From the report on the maize database work below, list every member of the Working Group that began in June 1991.

■ **EXERCISE PASSAGE**:
=== Section Start ===

A Working Group (Ed Coe, Mary Berlyn, Stan Letovsky, Mary Polacco, Marty Sachs, Denis Hancock) began in June, 1991, to build a prototype based on the E. coli design developed by Berlyn with Letovsky. Because the power and the specificity requirements of a relational database require highly structured planning for an interconnecting design, intensive communication between the Yale developers and the Columbia group ensued, which defined and developed conceptualization and refinements for the structure. The initial implementation of the Maizedb prototype was installed in December. Stock data were then imported after a combination of parsing and of manual revision of the stocklist to systematize the information. Site (gene list) data were imported, and in-depth entries of alleles, phenotypes, and products were made in selected components toward evaluations of the implications of the design. The list of reciprocal translocations with breakpoints, and a one-year block of references, were incorporated in February. Refinements of the details and the extent of the data are continuing. The implementation was immediately effective, but most importantly was instructive toward debugging and toward further conceptualization on the design.

Designs and structures among the Prototype Developers are shared and planned in quarterly meetings organized by D. Bigwood of NAL. Rationales of the implementation designs of each (Yale & Missouri for maize; LBL & Ames & Albany for soybean, wheat, and pines; Harvard & Ohio State for Arabidopsis; NAL for the combined prototype) are developing interactively.

The Nomenclature and Standards Committee, chaired by Oliver Nelson, developed recommended revisions for nomenclature and standards that have been presented and discussed at the 1992 Maize Genetics Conference. The new standards will be distributed to Cooperators in the near future.

A compilation of the data and a combined map of RFLP markers in recombinant inbred lines is being done by Ben Burr and Tim Helentjaris; similar data are in preparation for the Immortal F2 at Missouri, and other data from public and company sources are being assembled. An expanded set of recombinant inbreds is being typed by Charles Stuber. When completed, these materials will substantially increase the mapping-data resource and the ability of research workers to evaluate and to use markers and maps.

=== Section End ===

■ **INFORMATION SHOWN**:
=== Section Start ===

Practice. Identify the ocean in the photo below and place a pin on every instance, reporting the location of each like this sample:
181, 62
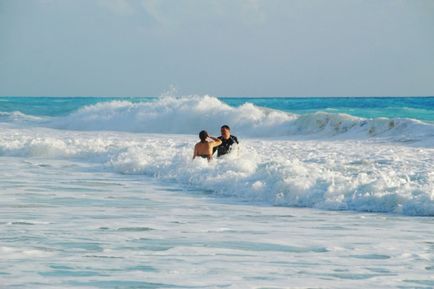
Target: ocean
320, 193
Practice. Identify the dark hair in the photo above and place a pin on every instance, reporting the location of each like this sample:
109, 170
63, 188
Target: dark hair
203, 135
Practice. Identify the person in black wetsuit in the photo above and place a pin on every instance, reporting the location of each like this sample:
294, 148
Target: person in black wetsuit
227, 141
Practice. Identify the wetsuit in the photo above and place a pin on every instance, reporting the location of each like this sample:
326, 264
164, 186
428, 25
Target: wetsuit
225, 147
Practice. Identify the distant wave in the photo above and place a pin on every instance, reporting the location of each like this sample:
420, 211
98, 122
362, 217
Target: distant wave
339, 175
188, 115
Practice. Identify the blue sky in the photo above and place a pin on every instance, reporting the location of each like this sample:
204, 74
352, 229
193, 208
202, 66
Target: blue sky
217, 47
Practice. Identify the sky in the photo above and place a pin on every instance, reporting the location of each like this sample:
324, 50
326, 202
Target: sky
251, 48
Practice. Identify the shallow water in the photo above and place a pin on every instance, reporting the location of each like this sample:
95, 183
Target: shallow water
66, 225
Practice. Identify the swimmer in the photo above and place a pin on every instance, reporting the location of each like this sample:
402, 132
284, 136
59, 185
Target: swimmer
204, 148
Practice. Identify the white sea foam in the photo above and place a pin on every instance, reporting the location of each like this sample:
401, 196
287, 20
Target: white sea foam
187, 115
340, 175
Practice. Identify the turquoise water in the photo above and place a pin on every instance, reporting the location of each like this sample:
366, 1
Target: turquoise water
421, 108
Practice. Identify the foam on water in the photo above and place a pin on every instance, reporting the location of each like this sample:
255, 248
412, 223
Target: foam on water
185, 115
340, 175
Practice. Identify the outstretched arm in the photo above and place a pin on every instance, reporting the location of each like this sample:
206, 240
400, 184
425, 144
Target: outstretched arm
195, 152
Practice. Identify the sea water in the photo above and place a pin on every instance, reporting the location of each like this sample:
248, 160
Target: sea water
103, 193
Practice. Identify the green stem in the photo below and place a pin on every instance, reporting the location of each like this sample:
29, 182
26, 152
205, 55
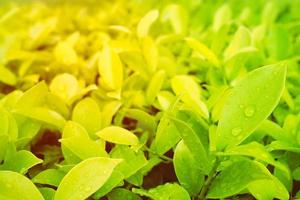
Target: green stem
208, 181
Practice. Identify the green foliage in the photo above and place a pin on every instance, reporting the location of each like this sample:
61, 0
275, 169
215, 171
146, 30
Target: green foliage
179, 100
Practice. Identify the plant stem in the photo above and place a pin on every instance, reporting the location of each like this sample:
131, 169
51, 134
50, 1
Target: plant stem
208, 181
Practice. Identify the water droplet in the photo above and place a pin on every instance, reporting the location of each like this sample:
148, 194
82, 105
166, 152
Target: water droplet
87, 189
236, 131
249, 111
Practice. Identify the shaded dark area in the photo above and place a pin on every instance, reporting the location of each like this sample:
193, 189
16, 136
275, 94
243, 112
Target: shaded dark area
160, 174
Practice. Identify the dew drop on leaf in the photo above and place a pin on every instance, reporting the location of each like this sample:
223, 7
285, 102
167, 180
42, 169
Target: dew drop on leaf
236, 131
249, 111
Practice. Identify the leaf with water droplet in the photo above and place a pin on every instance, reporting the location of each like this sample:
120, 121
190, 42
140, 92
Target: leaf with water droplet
245, 93
238, 176
258, 151
187, 171
85, 175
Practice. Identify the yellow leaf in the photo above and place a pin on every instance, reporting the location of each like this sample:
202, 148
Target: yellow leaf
150, 53
64, 85
118, 135
110, 69
146, 22
203, 50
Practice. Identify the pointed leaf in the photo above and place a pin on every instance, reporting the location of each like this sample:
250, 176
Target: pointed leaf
83, 180
250, 102
118, 135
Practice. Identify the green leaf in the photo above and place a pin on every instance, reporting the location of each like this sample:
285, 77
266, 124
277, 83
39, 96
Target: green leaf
7, 77
203, 50
120, 193
15, 186
3, 146
250, 102
145, 120
240, 40
177, 16
193, 143
133, 161
74, 129
235, 178
163, 192
186, 169
222, 16
48, 193
92, 121
83, 180
189, 91
167, 136
257, 151
296, 174
49, 177
154, 86
145, 23
20, 161
118, 135
116, 179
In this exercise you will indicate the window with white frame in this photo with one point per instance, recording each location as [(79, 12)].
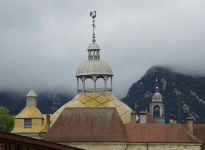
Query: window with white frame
[(27, 123)]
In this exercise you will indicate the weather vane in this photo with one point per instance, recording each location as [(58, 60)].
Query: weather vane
[(93, 15)]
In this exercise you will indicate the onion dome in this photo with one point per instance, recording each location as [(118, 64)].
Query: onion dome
[(31, 93)]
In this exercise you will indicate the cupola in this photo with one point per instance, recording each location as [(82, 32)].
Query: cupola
[(94, 68)]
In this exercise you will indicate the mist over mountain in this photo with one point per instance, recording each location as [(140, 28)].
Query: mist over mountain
[(183, 95)]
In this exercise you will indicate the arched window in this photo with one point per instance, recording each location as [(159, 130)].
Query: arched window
[(156, 111)]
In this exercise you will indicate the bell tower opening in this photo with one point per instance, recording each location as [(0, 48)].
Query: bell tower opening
[(156, 111), (157, 107)]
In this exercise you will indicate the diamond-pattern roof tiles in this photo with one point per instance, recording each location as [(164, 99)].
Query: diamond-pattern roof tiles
[(96, 100)]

=== Section End ===

■ **OUTPUT FOR THIS EXERCISE**:
Ed Coe, Mary Berlyn, Stan Letovsky, Mary Polacco, Marty Sachs, Denis Hancock